**PASSAGE:**
Segment Open
To the Editor:
We thank Drs. Gruppuso and Adashi1 for drawing attention to the relentless inflation in the number of residency applications being submitted each year. Despite the associated costs, students feel compelled to submit a high volume of applications to remain competitive. We believe that transparency both at the level of the Match and of individual programs is necessary to inform sensible and successful application strategies.
Responding to students’ anxiety, the authors called for more data, such as “the number of GME [graduate medical education] program interviews offered and/or accepted per applicant” and “whether or not the number of GME program interviews per applicant is predictive of a successful match.”1 But these system-level data are already available. Applicant surveys and outcomes reports from the National Resident Matching Program (NRMP) consistently show that applicants who interview at and rank more programs are more likely to match successfully.2–4
Therefore, the real question for the individual applicant is how to obtain a reasonable number of interview offers. Volume is an increasingly common tactic. Between 2009 and 2015, among matched U.S. allopathic seniors, the median number of applications submitted per applicant increased 36%.2,3 However, a recent study found no relationship between yearly match rates in each specialty and the average numbers of applications submitted per student.5 We have reached the point of diminishing returns.
A reasonable solution is specialty-specific application caps, in combination with program-level transparency regarding selection processes and outcomes.6 For instance, the NRMP provides programs with statistical profiles of their matched applicants. Releasing such historical data would allow students to gauge their competitiveness for a particular program and effectively focus their application strategies. It is time for the GME community to halt the application arms race.
Francis Deng, MD
Resident in diagnostic radiology, Massachusetts General Hospital, and clinical fellow, Harvard Medical School, Boston, Massachusetts; [email protected]; ORCID: http://orcid.org/0000-0003-3117-5076.
Jenny X. Chen, MD
Resident in otolaryngology, Massachusetts Eye and Ear, and clinical fellow, Harvard Medical School, Boston, Massachusetts; ORCID: http://orcid.org/0000-0002-2992-4771.
Segment Closed
**RECORDS:**
Segment Open
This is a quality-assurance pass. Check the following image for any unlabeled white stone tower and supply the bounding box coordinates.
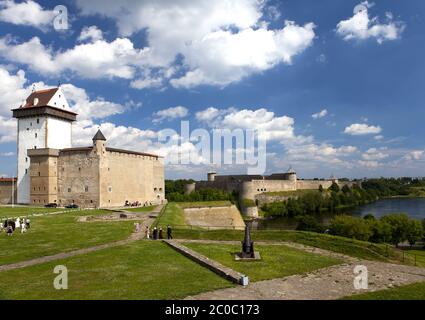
[12,88,77,204]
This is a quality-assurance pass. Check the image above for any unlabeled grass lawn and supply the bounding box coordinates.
[0,206,71,219]
[184,243,342,282]
[154,201,232,229]
[123,206,157,212]
[173,229,395,261]
[344,282,425,300]
[0,210,133,265]
[177,201,232,208]
[404,250,425,268]
[264,189,319,197]
[154,202,186,226]
[0,241,233,300]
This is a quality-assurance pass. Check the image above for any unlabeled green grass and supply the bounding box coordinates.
[184,243,342,282]
[123,206,157,212]
[404,250,425,268]
[173,229,389,261]
[154,201,232,229]
[264,189,319,197]
[176,201,232,208]
[154,202,186,226]
[0,206,72,219]
[0,241,233,300]
[344,282,425,300]
[0,210,134,265]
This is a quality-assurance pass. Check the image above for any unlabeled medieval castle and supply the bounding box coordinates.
[0,88,165,208]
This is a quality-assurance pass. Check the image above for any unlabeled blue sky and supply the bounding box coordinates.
[0,0,425,178]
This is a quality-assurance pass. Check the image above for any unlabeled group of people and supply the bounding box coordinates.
[135,223,173,240]
[0,218,31,236]
[124,200,152,207]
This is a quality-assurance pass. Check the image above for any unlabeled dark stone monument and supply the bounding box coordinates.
[235,226,261,260]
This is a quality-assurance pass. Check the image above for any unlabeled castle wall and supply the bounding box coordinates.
[28,149,59,205]
[99,151,165,207]
[239,180,297,200]
[57,148,100,208]
[0,178,16,204]
[17,116,72,204]
[297,180,333,190]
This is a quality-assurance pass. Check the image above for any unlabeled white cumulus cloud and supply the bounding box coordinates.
[153,106,189,123]
[311,109,328,119]
[0,0,55,30]
[336,1,405,44]
[344,123,382,136]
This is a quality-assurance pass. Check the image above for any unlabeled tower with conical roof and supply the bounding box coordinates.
[12,88,77,204]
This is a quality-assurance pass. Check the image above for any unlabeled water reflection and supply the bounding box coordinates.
[248,198,425,230]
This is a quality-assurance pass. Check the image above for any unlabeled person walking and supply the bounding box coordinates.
[152,227,158,240]
[21,223,27,233]
[167,226,173,240]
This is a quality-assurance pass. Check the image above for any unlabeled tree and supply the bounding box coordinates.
[341,184,351,194]
[329,215,372,241]
[297,215,325,232]
[381,214,410,246]
[407,220,424,246]
[329,182,340,192]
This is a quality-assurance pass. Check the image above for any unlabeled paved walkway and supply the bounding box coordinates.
[181,240,425,300]
[0,206,162,272]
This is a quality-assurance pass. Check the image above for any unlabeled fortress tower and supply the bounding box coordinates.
[12,88,77,204]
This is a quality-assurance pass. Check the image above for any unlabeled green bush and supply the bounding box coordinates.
[329,215,372,241]
[242,199,257,208]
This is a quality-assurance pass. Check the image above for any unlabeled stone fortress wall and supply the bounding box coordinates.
[28,132,165,208]
[0,178,17,204]
[185,170,354,218]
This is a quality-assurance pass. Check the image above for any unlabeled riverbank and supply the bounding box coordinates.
[246,197,425,230]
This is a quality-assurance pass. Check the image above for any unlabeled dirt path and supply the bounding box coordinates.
[186,261,425,300]
[0,206,162,272]
[175,239,360,263]
[180,240,425,300]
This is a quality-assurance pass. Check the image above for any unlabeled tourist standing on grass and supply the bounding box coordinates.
[167,226,173,240]
[21,223,27,233]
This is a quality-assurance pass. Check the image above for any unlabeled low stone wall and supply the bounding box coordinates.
[163,240,248,285]
[242,207,258,218]
[184,205,245,230]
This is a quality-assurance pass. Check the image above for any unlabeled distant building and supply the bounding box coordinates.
[0,178,16,204]
[185,168,353,217]
[13,88,165,208]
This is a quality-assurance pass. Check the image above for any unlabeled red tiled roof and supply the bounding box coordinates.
[0,178,16,182]
[20,88,58,108]
[60,147,159,158]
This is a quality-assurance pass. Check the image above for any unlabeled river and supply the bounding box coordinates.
[247,198,425,229]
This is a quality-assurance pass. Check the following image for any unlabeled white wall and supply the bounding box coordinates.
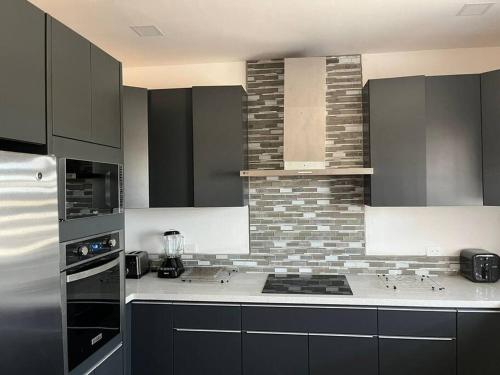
[125,206,249,254]
[365,207,500,256]
[361,47,500,84]
[123,61,246,89]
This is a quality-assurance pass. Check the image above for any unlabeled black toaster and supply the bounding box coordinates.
[125,251,149,279]
[460,249,500,283]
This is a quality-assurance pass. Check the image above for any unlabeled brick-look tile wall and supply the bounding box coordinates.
[185,55,457,274]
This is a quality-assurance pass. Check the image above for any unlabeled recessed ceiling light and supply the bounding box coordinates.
[130,25,163,38]
[457,3,495,16]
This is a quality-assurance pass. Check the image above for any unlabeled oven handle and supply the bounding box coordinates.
[66,258,120,283]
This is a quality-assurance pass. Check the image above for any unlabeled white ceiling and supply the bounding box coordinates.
[30,0,500,67]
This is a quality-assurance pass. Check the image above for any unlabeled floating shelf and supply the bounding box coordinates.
[240,168,373,177]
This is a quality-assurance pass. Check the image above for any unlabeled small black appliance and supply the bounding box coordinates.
[460,249,500,283]
[158,230,184,278]
[125,251,150,279]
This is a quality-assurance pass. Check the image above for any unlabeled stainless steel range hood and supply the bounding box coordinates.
[240,57,373,177]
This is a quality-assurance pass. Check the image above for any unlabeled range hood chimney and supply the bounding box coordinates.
[284,57,326,170]
[240,57,373,177]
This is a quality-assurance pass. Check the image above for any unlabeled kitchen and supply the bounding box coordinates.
[0,0,500,375]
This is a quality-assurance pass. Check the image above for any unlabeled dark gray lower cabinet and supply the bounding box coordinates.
[243,332,309,375]
[174,329,241,375]
[379,337,458,375]
[309,334,378,375]
[457,310,500,375]
[93,347,124,375]
[131,302,173,375]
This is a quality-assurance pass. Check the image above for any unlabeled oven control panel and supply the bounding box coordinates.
[64,232,121,266]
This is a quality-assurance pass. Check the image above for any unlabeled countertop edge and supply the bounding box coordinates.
[125,293,500,309]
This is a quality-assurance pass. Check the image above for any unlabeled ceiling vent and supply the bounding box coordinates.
[130,25,163,38]
[457,3,495,16]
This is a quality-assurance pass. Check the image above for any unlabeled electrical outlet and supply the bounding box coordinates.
[425,246,441,257]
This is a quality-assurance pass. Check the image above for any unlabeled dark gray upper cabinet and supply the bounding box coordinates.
[426,74,483,206]
[47,18,121,148]
[148,86,247,207]
[364,75,483,207]
[365,76,427,207]
[91,45,121,148]
[50,19,92,142]
[148,89,194,207]
[481,70,500,206]
[193,86,247,207]
[0,0,46,144]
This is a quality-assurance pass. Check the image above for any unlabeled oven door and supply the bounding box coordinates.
[59,159,123,220]
[63,252,122,371]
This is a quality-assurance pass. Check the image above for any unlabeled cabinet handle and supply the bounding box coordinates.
[85,343,123,375]
[174,328,241,333]
[241,304,377,310]
[245,331,308,336]
[172,302,240,307]
[379,336,455,341]
[378,307,457,313]
[309,333,377,339]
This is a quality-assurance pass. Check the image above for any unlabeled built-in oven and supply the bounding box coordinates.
[61,231,125,371]
[59,158,123,220]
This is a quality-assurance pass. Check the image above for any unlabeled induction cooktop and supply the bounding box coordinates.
[262,274,352,295]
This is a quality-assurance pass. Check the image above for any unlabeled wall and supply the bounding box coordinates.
[125,207,249,254]
[185,55,457,274]
[123,62,246,89]
[362,47,500,84]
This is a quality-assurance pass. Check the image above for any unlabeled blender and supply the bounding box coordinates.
[158,230,184,279]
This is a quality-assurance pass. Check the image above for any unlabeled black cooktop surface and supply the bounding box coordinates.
[262,274,352,295]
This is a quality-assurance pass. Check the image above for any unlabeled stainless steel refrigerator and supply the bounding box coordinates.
[0,151,64,375]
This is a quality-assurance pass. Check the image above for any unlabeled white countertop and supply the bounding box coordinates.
[126,273,500,309]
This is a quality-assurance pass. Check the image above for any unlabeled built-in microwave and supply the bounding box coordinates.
[59,159,123,220]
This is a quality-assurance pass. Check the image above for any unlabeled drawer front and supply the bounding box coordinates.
[379,337,458,375]
[173,303,241,331]
[242,306,377,335]
[378,309,457,337]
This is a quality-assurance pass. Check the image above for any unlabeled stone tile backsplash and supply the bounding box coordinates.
[184,55,458,274]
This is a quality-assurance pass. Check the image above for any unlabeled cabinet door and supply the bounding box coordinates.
[457,310,500,375]
[426,74,483,206]
[148,89,194,207]
[174,329,241,375]
[379,336,456,375]
[94,348,124,375]
[243,331,309,375]
[309,334,378,375]
[131,303,173,375]
[91,45,121,148]
[51,19,92,141]
[481,70,500,206]
[193,86,246,207]
[123,86,149,208]
[365,76,426,207]
[0,0,46,144]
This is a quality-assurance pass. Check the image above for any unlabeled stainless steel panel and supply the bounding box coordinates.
[0,151,64,375]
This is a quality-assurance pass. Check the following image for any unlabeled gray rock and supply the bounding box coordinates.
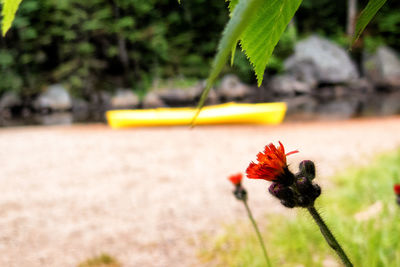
[0,92,22,110]
[33,84,72,111]
[142,91,166,108]
[380,92,400,115]
[268,75,312,96]
[284,35,359,83]
[217,74,254,101]
[158,89,193,106]
[72,98,89,113]
[283,95,318,115]
[35,112,73,125]
[158,83,218,106]
[111,89,139,108]
[362,46,400,87]
[317,98,359,119]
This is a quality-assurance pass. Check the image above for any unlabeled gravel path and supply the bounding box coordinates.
[0,117,400,267]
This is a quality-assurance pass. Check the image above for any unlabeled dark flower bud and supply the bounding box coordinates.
[268,183,294,199]
[281,199,296,208]
[296,177,314,196]
[297,196,314,208]
[299,160,315,181]
[313,184,321,200]
[233,185,247,200]
[275,168,295,186]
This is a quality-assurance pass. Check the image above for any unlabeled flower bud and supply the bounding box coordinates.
[281,199,296,208]
[296,177,314,196]
[268,182,294,199]
[299,160,315,181]
[313,184,321,200]
[297,196,314,208]
[233,185,247,200]
[276,168,295,186]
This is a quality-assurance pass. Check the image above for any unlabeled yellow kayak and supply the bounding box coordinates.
[106,102,286,128]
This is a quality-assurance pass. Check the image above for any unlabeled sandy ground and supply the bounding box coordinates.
[0,117,400,267]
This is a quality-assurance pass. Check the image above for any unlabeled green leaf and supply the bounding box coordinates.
[191,0,265,126]
[240,0,302,86]
[351,0,386,45]
[1,0,22,36]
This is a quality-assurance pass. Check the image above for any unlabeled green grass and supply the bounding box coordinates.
[200,150,400,267]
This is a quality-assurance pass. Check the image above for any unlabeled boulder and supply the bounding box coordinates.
[362,46,400,87]
[158,89,193,106]
[0,92,22,110]
[142,91,166,108]
[33,84,72,111]
[282,95,318,117]
[380,92,400,115]
[217,74,254,101]
[267,75,312,96]
[111,89,139,109]
[317,98,360,119]
[284,35,359,85]
[158,83,218,107]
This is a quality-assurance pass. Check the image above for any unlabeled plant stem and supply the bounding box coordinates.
[307,206,353,267]
[243,200,272,267]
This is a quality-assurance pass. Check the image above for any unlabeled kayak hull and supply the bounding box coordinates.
[106,102,286,128]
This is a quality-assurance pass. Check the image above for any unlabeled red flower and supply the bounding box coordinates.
[393,184,400,195]
[228,173,243,185]
[246,142,299,181]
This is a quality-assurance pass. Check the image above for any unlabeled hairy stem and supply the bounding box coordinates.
[307,206,353,267]
[243,200,272,267]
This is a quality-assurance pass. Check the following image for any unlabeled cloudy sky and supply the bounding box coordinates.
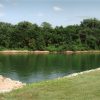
[0,0,100,26]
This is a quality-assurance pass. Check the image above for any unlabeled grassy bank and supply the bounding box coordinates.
[0,70,100,100]
[0,50,100,54]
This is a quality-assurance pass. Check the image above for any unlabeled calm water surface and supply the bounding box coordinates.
[0,54,100,83]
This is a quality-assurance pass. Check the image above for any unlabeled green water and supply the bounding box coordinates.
[0,54,100,83]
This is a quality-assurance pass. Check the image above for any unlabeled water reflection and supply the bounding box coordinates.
[0,54,100,83]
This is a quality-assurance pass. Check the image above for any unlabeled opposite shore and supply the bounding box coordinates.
[0,50,100,54]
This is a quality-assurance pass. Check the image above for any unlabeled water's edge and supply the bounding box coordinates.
[0,50,100,54]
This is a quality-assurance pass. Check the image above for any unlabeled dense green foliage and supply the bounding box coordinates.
[0,18,100,51]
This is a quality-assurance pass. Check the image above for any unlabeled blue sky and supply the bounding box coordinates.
[0,0,100,26]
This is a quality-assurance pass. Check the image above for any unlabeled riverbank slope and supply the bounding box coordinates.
[0,69,100,100]
[0,50,100,54]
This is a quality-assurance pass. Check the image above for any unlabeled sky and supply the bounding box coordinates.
[0,0,100,26]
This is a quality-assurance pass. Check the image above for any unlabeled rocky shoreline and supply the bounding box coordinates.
[0,75,26,93]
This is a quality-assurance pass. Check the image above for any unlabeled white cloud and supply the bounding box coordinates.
[0,12,4,17]
[53,6,63,11]
[37,13,44,17]
[75,16,91,19]
[0,4,4,8]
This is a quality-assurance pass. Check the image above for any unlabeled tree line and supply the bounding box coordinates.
[0,18,100,51]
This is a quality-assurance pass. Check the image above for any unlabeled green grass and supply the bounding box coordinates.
[0,71,100,100]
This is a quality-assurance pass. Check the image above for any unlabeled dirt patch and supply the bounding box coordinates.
[0,75,26,93]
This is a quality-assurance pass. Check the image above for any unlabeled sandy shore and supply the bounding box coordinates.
[0,75,26,93]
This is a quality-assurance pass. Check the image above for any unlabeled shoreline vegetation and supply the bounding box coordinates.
[0,68,100,100]
[0,18,100,52]
[0,50,100,54]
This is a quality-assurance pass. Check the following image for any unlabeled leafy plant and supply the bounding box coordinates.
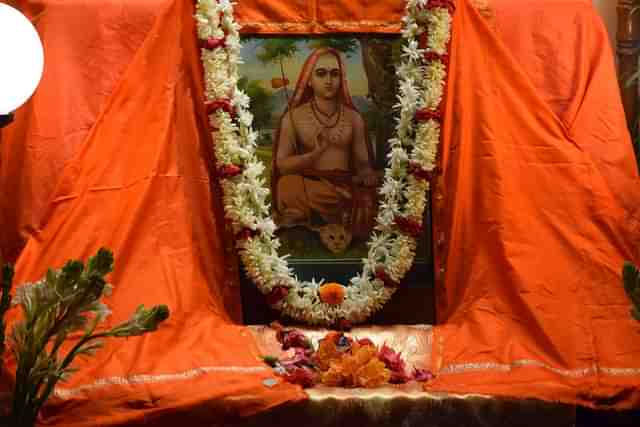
[0,249,169,427]
[622,261,640,321]
[0,264,13,360]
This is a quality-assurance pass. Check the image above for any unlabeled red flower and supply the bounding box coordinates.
[284,366,316,388]
[376,265,400,288]
[267,286,289,305]
[200,37,227,50]
[280,347,314,369]
[427,0,456,13]
[336,319,353,331]
[218,163,242,179]
[395,216,422,238]
[413,368,436,381]
[389,369,411,384]
[409,161,439,181]
[276,329,312,350]
[204,99,235,116]
[424,51,449,64]
[236,227,258,241]
[357,338,375,346]
[414,108,442,122]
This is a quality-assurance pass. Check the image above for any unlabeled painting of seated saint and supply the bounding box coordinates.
[271,48,378,253]
[238,35,428,270]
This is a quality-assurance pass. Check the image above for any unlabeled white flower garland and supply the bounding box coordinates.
[195,0,454,325]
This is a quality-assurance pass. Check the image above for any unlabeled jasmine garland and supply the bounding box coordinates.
[195,0,454,326]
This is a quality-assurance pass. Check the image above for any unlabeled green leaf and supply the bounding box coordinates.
[87,248,113,276]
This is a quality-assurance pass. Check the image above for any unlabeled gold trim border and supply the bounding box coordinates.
[438,359,640,378]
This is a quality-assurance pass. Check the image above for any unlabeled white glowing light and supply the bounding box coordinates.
[0,3,44,114]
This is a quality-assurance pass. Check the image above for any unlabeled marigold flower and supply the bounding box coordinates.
[319,283,345,305]
[314,335,342,371]
[354,358,391,388]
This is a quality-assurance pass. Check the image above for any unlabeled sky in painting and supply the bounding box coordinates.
[240,37,368,96]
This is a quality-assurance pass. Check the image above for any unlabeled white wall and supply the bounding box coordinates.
[593,0,618,48]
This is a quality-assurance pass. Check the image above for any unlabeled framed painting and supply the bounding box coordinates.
[239,34,433,320]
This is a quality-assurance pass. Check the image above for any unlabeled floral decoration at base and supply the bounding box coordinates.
[263,322,434,388]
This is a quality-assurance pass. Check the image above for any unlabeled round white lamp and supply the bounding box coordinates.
[0,3,44,116]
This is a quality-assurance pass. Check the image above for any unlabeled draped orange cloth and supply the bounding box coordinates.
[0,0,640,426]
[432,0,640,407]
[2,0,305,426]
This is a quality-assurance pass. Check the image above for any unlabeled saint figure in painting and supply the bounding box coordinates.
[271,48,377,242]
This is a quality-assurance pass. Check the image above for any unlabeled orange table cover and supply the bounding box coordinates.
[0,0,640,426]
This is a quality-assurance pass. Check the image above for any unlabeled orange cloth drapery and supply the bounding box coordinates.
[432,0,640,407]
[2,0,304,426]
[0,0,640,426]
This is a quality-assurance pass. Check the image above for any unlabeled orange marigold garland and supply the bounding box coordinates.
[263,323,434,388]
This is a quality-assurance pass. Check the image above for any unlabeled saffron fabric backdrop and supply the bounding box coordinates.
[0,0,640,426]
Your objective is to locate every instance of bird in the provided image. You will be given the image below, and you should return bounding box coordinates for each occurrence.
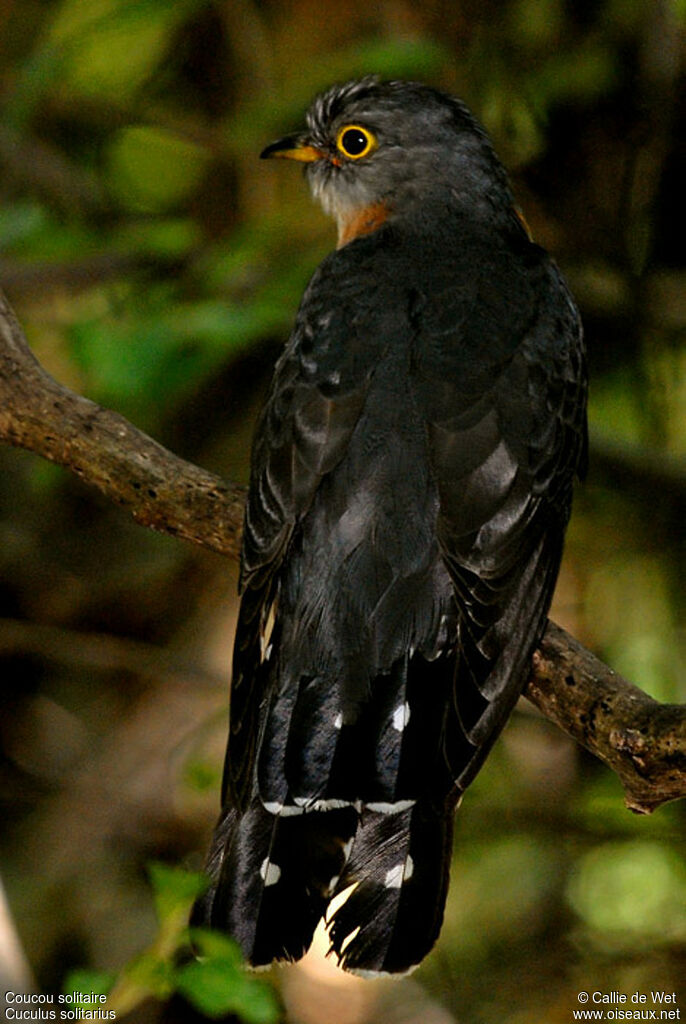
[192,76,588,977]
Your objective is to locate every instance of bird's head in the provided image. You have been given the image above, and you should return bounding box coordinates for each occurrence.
[261,77,512,245]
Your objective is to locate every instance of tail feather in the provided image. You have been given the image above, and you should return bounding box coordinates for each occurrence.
[329,802,455,976]
[198,799,357,967]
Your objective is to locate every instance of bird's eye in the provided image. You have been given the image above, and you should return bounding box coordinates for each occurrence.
[336,125,377,160]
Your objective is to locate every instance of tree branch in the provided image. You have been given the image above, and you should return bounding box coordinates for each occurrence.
[0,293,686,814]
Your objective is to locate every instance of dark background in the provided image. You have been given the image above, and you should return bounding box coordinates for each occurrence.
[0,0,686,1024]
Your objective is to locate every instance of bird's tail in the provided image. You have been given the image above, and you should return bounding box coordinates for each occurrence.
[191,797,358,967]
[329,802,454,977]
[192,798,453,976]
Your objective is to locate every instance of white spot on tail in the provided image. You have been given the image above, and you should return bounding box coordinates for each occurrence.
[393,700,410,732]
[384,855,415,889]
[260,857,282,886]
[365,800,417,814]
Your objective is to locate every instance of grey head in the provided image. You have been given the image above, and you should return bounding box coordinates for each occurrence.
[261,76,513,241]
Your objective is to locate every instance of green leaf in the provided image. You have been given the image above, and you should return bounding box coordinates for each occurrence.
[176,957,281,1024]
[147,863,207,923]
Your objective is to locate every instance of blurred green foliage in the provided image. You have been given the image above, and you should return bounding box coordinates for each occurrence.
[0,0,686,1024]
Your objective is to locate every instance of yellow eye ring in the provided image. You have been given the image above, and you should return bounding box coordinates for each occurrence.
[336,125,378,160]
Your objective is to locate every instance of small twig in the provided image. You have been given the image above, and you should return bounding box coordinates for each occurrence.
[0,284,686,813]
[524,623,686,814]
[0,294,245,558]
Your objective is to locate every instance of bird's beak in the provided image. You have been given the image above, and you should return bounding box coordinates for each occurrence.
[260,135,326,164]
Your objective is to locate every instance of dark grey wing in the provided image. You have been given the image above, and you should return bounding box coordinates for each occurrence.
[224,253,389,805]
[415,246,587,790]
Segment Closed
**PROBLEMS AND TASKS:**
a: Check each statement against the letter on residency applications. Answer yes or no for each, and quote the words of the letter that decide it.
(i) Among matched U.S. allopathic seniors, the median number of applications per applicant rose 36% between 2009 and 2015.
(ii) The writers say the data Gruppuso and Adashi asked for are not yet available.
(iii) NRMP surveys and reports show that applicants who interview at and rank more programs are less likely to match.
b: Extend the letter on residency applications, beginning after its last line.

**ANSWERS BELOW:**
a:
(i) Yes: "Between 2009 and 2015, among matched U.S. allopathic seniors, the median number of applications submitted per applicant increased 36%."
(ii) No: "But these system-level data are already available."
(iii) No: "applicants who interview at and rank more programs are more likely to match successfully."

b:
Austin Wesevich, MD, MPH
Resident in internal medicine and pediatrics, Duke University Medical Center, Durham, North Carolina; ORCID: http://orcid.org/0000-0001-5202-1231.
1. Gruppuso PA, Adashi EY. Residency placement fever: Is it time for a reevaluation? [published online ahead of print November 1, 2016]. Acad Med. doi: 10.1097/ACM.0000000000001468.
2. National Resident Matching Program. Results of the 2015 NRMP Applicant Survey by preferred specialty and applicant type. www.nrmp.org/wp-content/uploads/2015/09/Applicant-Survey-Report-2015.pdf
. Accessed November 7, 2016.
3. National Resident Matching Program. Results of the 2009 NRMP Applicant Survey by preferred specialty and applicant type. http://www.nrmp.org/wp-content/uploads/2013/08/applicantresultsbyspecialty2009.pdf
. Accessed November 8, 2016.
4. National Resident Matching Program. Charting outcomes in the Match for U.S. allopathic seniors, 2016. http://www.nrmp.org/wp-content/uploads/2016/09/Charting-Outcomes-US-Allopathic-Seniors-2016.pdf
. Accessed November 9, 2016.
5. Weissbart SJ, Kim SJ, Feinn RS, Stock JA. Relationship between the number of residency applications and the yearly match rate: Time to start thinking about an application limit? J Grad Med Educ. 2015;7:8185.
6. Pereira AG, Chelminski PR, Chheda SG, et al.; Medical Student to Resident Interface Committee Workgroup on the Interview Season. Application inflation for internal medicine applicants in the Match: Drivers, consequences, and potential solutions. Am J Med. 2016;129:885891.